提示文 »
....................

そして、上記の被覆工具において、これを切れ刃に衝撃がかかる断続切削加工に供した場合に、チッピング、欠損等の異常損傷が発生することを防止するために、いくつかの提案がなされている。
【0003】
例えば、特許文献1には、WC基超硬合金またはTiCN基サーメットからなる工具基体の表面に、3〜20μmの合計平均層厚を有するTi化合物層を下部層として、また、1〜15μmの平均層厚を有するAl層を上部層として被覆形成するとともに、Ti化合物層のΣ3の分布割合を従来の30%以下から60〜80%まで高めることで、高温強度を向上させ、その結果、短いピッチで繰り返し機械的衝撃の加わる鋼や鋳鉄の高速断続切削で耐チッピング性が向上させることが提案されている。

....................

課題 1 »
提示文のうち、「そして、上記の被覆工具におい」で始まり「させることが提案されている。」で終わる箇所を、一字一句たがえずに書き写してください。
課題 2 »
被覆工具に関する提示文について、最後の文に続く部分を補って書いてください。
次に並ぶ項目は、提示文とは別個の資料です。

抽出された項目
....................

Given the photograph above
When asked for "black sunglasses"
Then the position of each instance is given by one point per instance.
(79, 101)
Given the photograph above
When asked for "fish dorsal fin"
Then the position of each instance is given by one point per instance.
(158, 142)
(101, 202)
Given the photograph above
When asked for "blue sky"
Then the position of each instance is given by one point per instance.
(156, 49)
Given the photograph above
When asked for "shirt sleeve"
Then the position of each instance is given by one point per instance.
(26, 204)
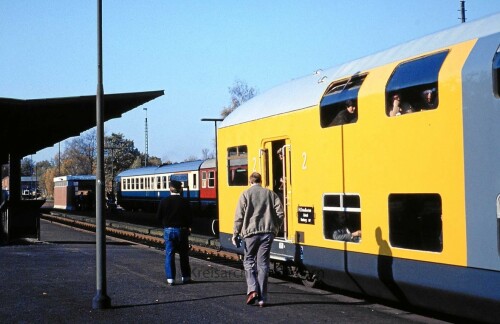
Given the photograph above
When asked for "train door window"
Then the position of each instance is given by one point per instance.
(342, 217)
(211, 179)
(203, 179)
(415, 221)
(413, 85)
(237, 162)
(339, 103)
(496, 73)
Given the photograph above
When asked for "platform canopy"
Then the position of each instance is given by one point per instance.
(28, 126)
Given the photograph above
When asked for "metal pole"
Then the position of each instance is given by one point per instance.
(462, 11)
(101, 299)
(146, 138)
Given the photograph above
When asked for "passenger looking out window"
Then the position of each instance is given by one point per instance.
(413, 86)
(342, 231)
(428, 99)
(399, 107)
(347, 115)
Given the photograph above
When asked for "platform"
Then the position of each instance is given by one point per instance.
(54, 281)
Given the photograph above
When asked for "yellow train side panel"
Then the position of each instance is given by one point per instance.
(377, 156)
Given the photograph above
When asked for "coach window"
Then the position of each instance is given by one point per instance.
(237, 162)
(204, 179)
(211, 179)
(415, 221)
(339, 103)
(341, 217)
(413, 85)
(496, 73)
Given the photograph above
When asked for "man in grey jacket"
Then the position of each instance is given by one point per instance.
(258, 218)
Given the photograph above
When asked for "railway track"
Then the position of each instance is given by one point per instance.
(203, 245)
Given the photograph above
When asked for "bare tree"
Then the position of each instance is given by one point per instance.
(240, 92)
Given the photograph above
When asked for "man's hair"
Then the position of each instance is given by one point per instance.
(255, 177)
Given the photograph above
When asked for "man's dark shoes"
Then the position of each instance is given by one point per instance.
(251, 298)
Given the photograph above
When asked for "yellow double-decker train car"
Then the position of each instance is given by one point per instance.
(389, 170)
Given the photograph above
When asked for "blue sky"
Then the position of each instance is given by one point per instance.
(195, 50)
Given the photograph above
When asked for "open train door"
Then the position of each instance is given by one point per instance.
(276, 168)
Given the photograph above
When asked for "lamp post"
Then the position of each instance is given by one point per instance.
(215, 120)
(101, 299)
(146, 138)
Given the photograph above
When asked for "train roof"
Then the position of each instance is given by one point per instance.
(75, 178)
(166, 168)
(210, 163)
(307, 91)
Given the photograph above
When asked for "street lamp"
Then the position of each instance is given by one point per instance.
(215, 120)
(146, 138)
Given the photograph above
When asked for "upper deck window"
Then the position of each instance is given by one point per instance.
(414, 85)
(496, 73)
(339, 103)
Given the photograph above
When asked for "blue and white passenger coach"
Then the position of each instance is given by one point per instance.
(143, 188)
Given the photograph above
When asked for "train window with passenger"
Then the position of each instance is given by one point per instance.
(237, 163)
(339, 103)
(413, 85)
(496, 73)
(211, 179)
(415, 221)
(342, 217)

....................

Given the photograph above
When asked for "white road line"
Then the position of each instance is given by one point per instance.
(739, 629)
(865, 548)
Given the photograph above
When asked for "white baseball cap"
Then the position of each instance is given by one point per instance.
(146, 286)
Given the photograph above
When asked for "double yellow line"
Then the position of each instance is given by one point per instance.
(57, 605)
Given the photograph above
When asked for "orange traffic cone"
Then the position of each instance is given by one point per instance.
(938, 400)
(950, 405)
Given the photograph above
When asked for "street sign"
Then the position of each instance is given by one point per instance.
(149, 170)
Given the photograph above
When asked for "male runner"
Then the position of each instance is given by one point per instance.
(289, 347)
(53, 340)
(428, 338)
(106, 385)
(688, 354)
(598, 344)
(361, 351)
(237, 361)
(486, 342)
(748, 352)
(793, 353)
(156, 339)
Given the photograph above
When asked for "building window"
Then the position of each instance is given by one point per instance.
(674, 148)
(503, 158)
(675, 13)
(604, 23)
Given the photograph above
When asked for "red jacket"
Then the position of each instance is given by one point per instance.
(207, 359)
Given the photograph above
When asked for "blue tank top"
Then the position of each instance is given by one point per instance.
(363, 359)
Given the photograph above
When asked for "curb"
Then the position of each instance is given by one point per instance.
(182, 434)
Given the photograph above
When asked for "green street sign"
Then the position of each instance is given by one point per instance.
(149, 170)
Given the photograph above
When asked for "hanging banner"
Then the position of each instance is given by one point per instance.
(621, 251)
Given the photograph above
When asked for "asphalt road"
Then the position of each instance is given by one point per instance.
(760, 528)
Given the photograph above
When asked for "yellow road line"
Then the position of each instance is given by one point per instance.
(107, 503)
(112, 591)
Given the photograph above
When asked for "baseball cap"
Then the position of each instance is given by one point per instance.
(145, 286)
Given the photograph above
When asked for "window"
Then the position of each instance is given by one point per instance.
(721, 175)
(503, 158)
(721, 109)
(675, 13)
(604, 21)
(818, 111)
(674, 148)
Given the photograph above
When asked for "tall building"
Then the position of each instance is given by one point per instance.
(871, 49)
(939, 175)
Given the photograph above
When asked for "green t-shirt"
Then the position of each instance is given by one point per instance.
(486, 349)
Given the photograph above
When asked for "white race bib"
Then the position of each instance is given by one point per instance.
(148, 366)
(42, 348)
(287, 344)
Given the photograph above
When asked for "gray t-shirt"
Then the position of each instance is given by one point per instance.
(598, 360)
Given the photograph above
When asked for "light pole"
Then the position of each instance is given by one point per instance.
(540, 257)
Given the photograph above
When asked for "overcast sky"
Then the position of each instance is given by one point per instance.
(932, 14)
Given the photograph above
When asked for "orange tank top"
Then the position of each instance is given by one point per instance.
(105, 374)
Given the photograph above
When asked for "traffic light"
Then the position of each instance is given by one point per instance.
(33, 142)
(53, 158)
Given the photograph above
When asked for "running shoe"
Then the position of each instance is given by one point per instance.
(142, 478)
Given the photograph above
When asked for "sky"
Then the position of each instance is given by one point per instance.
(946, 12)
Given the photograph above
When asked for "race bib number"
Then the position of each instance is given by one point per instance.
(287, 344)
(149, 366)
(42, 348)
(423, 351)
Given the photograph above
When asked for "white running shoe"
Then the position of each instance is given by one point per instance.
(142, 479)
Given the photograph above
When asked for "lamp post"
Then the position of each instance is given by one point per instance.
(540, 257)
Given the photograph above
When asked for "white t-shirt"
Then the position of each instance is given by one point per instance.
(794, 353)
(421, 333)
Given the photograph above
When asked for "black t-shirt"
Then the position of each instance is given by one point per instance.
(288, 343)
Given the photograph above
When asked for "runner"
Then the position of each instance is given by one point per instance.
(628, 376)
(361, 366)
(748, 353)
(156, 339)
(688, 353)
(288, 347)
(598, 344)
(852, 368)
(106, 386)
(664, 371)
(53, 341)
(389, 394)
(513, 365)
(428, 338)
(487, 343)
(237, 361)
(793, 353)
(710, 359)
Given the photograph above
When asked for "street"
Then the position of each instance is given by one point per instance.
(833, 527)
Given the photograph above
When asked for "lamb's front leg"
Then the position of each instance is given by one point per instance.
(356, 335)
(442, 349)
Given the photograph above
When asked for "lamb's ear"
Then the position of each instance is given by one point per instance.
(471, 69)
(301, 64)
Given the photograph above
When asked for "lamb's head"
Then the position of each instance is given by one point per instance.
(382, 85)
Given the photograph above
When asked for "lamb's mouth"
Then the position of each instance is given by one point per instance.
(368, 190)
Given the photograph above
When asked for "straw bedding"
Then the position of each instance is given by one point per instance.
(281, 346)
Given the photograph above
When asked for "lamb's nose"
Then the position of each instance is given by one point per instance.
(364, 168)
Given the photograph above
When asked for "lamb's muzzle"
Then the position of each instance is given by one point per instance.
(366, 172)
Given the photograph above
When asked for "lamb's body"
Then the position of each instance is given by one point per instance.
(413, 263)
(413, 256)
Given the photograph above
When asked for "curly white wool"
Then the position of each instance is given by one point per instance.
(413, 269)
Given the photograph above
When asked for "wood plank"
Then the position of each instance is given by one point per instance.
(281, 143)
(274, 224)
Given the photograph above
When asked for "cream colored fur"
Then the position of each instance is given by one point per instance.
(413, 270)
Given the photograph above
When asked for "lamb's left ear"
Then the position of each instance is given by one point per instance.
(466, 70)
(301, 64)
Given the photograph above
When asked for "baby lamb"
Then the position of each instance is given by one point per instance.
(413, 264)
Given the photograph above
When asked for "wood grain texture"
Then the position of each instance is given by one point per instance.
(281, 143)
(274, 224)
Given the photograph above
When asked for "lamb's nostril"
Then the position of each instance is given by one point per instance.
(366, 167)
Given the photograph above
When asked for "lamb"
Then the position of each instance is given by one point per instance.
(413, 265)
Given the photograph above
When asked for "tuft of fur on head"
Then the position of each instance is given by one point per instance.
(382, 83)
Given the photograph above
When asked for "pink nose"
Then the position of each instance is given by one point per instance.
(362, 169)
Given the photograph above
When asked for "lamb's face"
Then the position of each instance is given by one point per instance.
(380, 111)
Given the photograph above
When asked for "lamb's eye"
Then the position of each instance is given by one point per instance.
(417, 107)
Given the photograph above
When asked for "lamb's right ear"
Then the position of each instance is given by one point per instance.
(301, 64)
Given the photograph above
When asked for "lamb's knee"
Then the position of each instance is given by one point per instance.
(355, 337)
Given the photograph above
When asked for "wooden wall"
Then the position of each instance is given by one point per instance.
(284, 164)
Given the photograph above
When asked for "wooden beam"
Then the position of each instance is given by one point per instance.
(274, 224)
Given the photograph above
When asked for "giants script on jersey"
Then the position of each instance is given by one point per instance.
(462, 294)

....................

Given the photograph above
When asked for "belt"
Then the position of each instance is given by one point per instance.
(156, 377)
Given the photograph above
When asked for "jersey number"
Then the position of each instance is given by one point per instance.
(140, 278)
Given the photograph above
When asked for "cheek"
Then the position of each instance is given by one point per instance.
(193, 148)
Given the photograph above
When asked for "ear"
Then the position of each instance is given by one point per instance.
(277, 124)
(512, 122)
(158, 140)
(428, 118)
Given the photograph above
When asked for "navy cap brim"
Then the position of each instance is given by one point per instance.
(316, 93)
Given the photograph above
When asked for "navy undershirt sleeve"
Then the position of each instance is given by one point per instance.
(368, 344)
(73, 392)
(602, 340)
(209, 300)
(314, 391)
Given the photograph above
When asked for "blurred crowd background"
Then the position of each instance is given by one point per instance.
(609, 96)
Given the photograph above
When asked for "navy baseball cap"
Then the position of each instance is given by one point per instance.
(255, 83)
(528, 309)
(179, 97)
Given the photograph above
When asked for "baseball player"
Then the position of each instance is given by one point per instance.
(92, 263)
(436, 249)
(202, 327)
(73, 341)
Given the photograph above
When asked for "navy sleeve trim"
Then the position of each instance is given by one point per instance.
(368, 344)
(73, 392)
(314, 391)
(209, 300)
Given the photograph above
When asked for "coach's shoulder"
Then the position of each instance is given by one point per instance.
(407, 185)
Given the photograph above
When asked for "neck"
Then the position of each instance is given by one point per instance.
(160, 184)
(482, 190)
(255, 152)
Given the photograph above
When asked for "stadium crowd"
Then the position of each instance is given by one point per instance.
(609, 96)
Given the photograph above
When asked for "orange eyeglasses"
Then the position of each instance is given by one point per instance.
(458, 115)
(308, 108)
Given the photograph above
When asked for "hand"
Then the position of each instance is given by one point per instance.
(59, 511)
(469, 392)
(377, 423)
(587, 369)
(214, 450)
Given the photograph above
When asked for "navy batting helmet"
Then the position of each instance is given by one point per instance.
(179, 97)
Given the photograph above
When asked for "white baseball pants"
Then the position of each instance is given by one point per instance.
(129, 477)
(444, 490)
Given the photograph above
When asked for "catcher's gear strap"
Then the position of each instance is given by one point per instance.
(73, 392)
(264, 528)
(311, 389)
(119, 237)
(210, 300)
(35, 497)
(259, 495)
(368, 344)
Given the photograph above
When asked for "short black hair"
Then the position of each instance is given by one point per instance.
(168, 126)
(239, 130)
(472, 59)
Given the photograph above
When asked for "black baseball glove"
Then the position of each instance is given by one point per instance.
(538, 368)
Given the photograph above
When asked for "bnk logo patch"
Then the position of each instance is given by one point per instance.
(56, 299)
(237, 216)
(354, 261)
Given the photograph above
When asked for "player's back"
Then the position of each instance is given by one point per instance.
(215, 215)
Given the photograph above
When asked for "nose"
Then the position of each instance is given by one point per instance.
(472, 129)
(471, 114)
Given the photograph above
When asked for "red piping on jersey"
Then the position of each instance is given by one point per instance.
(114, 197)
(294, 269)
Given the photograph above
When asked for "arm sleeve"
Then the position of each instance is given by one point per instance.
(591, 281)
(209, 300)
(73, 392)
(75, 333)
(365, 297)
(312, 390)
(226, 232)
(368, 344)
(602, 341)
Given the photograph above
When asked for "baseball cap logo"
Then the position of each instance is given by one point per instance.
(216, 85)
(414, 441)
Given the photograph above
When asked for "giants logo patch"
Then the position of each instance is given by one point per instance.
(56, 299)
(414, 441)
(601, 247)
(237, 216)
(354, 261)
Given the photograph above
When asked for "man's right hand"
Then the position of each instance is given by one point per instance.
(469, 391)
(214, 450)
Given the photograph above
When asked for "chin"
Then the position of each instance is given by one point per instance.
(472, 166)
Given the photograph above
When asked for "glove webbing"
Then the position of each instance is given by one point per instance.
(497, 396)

....................

結果 1 »
そして、上記の被覆工具において、これを切れ刃に衝撃がかかる断続切削加工に供した場合に、チッピング、欠損等の異常損傷が発生することを防止するために、いくつかの提案がなされている。
【0003】
例えば、特許文献1には、WC基超硬合金またはTiCN基サーメットからなる工具基体の表面に、3〜20μmの合計平均層厚を有するTi化合物層を下部層として、また、1〜15μmの平均層厚を有するAl層を上部層として被覆形成するとともに、Ti化合物層のΣ3の分布割合を従来の30%以下から60〜80%まで高めることで、高温強度を向上させ、その結果、短いピッチで繰り返し機械的衝撃の加わる鋼や鋳鉄の高速断続切削で耐チッピング性が向上させることが提案されている。

結果 2 »
【先行技術文献】
【特許文献】
【0004】
【特許文献1】特開2006−75976号公報
【発明の概要】
【発明が解決しようとする課題】
【0005】
上記特許文献1に示される従来被覆工具は、これを、通常の高速断続切削条件で用いた場合には、所望の耐チッピング性を発揮するが、例えば、これを船舶用大型クランクスローの加工に代表される様に、断続の間隔が広く、すなわち切れ刃の温度上昇は抑えられるものの、切れ刃に加わる衝撃が極めて強い強断続加工においては、切れ刃先端は欠損しやすく、十分な耐チッピング性を備えるとはいえなかった。
【課題を解決するための手段】
【0006】
そこで、本発明者は、断続の間隔が広く、切れ刃に加わる衝撃が極めて強い強断続切削加工条件下において使用した場合でも、切れ刃がすぐれた耐チッピング性を発揮する被覆工具を開発すべく、鋭意研究を行った結果、次のような知見を得た。
【0007】
本発明者らは、特許文献1に示される従来被覆工具を強断続切削加工に使用した場合について、チッピング発生のメカニズムを検討したところ、
(1)断続の間隔が長く切れ刃先端に強い衝撃が加わる強断続加工において、被覆工具の切れ刃先端部における硬質被覆層の下部層のΣ3の分布割合が5〜13%を満たす場合には、切れ刃稜線部の硬質被覆層に生じる亀裂の発生が促され亀裂本数が増加するが、これに伴い、破壊にまで至る応力集中が分散されるために、チッピング、欠損に至る深い亀裂が発生しない。
そのため、切れ刃先端部のチッピング、欠損の発生が抑制され、耐チッピング性が向上することを見出したのである。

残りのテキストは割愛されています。